[PAGE]:

- Get the Most out of Every Raw Image
- Poring Over the Picture
- Why You Should be Shooting Raw
- Using Adobe Camera Raw
- My Camera Raw Workflow
- Chapter 4 Assignments
Why You Should be Shooting Raw
Your camera most likely has a choice of image formats for storing the pictures on the memory card. JPEG is probably the format that is most familiar to anyone who has been using a digital camera.
There is nothing wrong with JPEG if you are taking casual shots. JPEG files are ready to use right out of the camera. Why go through the process of adjusting raw images of the kids opening presents when you are just going to email them to Grandma? And JPEG is just fine for journalists and sports photographers who are shooting nine frames a second and who need small images to transmit across the wire. So what is wrong with JPEG? Absolutely nothing—unless you care about having complete creative control over all of your image data (as opposed to what a compression algorithm thinks is important).

[REQUIRED TASK 1]: Can you rename "power line" to "overhead cable" in the records, starting at the line containing "Reviewer check: each instance of the checkered" and ending at the last line of the records, and give those lines back with nothing else changed and the pictures left out?
[REQUIRED TASK 2]: Could you carry on the passage on why to shoot raw, picking up after its last sentence?

[DATA IN THIS EXERCISE]:

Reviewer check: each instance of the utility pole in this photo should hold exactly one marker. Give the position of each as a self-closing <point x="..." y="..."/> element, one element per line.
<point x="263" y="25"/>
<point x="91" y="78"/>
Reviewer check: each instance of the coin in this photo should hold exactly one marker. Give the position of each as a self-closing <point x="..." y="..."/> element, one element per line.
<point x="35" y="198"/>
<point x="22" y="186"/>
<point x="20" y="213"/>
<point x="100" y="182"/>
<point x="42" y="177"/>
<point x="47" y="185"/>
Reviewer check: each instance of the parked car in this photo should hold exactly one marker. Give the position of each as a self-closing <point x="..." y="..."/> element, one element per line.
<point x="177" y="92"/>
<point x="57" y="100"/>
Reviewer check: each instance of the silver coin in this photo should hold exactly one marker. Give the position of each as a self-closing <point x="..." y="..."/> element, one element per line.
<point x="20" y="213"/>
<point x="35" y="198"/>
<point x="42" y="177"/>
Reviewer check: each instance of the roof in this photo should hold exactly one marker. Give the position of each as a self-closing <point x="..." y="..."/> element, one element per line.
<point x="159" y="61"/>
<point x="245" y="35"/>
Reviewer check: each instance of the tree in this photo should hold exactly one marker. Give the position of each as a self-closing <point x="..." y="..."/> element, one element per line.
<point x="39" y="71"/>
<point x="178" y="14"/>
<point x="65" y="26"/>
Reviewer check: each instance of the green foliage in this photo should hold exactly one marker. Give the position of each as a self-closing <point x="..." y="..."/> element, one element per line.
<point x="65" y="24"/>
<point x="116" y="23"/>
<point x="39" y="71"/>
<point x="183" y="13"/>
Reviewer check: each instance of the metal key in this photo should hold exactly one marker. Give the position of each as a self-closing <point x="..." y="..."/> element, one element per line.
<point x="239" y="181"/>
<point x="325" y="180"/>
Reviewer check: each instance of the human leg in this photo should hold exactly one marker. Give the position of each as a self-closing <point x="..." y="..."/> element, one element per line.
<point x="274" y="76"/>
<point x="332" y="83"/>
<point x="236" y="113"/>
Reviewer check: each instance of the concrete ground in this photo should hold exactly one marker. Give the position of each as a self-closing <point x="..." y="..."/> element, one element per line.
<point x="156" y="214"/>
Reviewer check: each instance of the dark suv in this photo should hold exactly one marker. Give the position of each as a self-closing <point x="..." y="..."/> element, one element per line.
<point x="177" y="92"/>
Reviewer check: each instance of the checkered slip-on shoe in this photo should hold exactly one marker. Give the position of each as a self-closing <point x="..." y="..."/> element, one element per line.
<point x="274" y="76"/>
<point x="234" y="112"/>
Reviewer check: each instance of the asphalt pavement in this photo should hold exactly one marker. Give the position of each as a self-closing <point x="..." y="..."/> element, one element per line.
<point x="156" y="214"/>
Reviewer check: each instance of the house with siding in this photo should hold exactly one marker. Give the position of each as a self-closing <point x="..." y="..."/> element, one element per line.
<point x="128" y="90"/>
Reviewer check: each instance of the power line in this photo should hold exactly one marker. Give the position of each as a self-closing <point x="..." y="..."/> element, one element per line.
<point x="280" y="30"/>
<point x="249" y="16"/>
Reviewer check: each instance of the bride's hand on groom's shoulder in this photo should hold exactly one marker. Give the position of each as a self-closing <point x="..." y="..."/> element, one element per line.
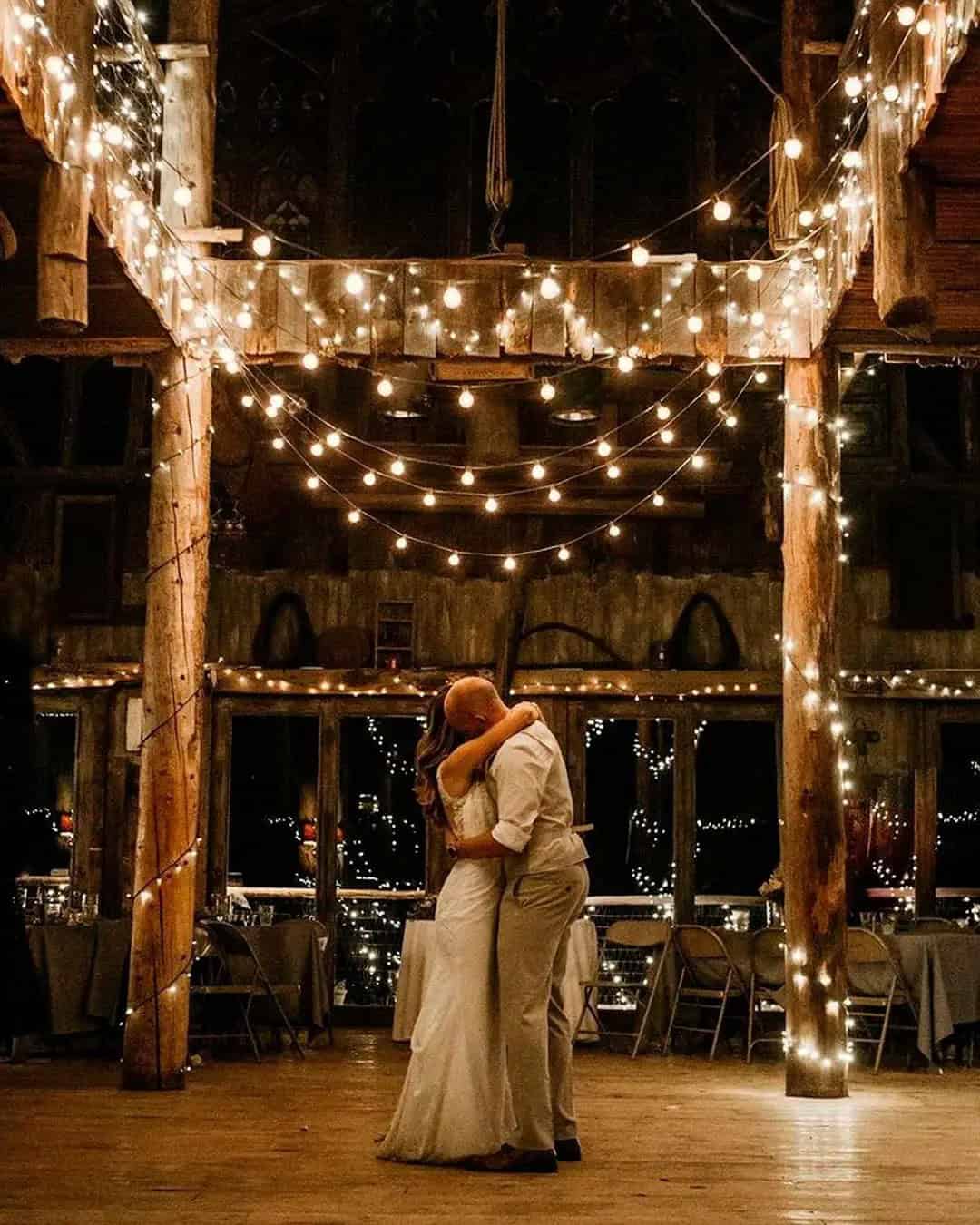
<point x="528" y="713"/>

[ANSWER 1]:
Reviewer check: each instance of the checkered slip-on shoe in this photo should hold exactly one marker. Give the position of each as a self-closing <point x="..." y="..."/> element, one element per line.
<point x="274" y="76"/>
<point x="234" y="112"/>
Reviewer check: each instance of the asphalt pavement in this photo should hold exactly one marker. Give the position of each as a self-closing <point x="..." y="..."/> element, one element per line.
<point x="156" y="214"/>
Reviewer check: each instance of the house with siding in this photo should hold exactly one marker. Give the position of each as a self-closing <point x="..." y="..."/> element, one element per line.
<point x="128" y="90"/>
Reviewer check: each instance of the overhead cable in this photo should hold exactly one marker. Give the position of each as a self-closing <point x="..." y="..."/> element, one element per line.
<point x="280" y="30"/>
<point x="249" y="16"/>
Reviewer check: each instance of the bride's hand on groom's shoulder in this photo should hold exactly one marker. Give the position of each as a self-closing <point x="..." y="..."/> element, one element per line.
<point x="528" y="713"/>

[ANSWER 2]:
Just to give you a little background, JPEG is not actually an image format. It is a compression standard, and compression is where things can go bad. When you have your camera set to JPEG—whether it is set to High or Low compression—you are telling the camera to process the image however it sees fit and then throw away enough image data to make it shrink into a smaller space. In doing so, you give up subtle image details that you will never get back in postprocessing. That is an awfully simplified statement, but it’s still fairly accurate.
So why raw?
First and foremost, raw images are not compressed. (Some cameras have a compressed raw format, but it is lossless compression, which means there is no loss of actual image data.) Also, raw image files will require you to perform postprocessing on your photographs. This is not only necessary, it is the reason that most photographers use the raw format.
Raw images have a greater dynamic range than JPEG-processed images. This means that you can recover image detail in the highlights and shadows that just isn’t available in JPEG-processed images.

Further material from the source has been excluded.